» **Source data**:
────

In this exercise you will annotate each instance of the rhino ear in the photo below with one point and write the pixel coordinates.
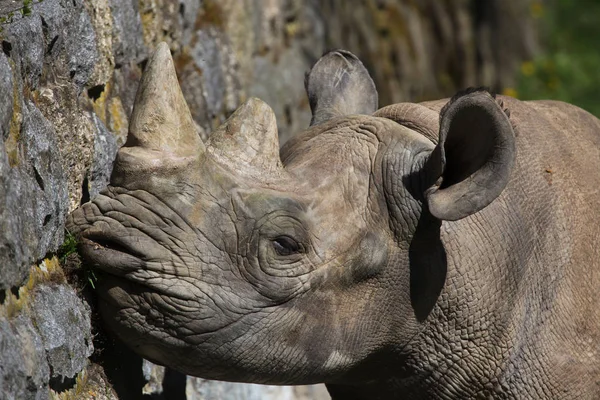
(339, 84)
(161, 119)
(474, 156)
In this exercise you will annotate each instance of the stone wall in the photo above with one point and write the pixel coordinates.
(69, 70)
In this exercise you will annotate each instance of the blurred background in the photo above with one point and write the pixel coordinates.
(69, 71)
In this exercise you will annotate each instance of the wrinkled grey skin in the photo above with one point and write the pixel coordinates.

────

A word-for-word copy of all the records above is required, with the pictures left out.

In this exercise you will annotate each instance of the rhino ear in the photo below with one point and write the pixel coordinates.
(339, 84)
(161, 119)
(474, 156)
In this exercise you will annotate each instance of the stone wall in the photo above with one point and write the pixel coordinates.
(69, 70)
In this exercise you will annotate each instance of the blurred background in the photo above with one point and write the pixel coordinates.
(69, 71)
In this exercise you will annotate each instance of the wrinkled grey skin in the photo above with one point and write the pixel coordinates.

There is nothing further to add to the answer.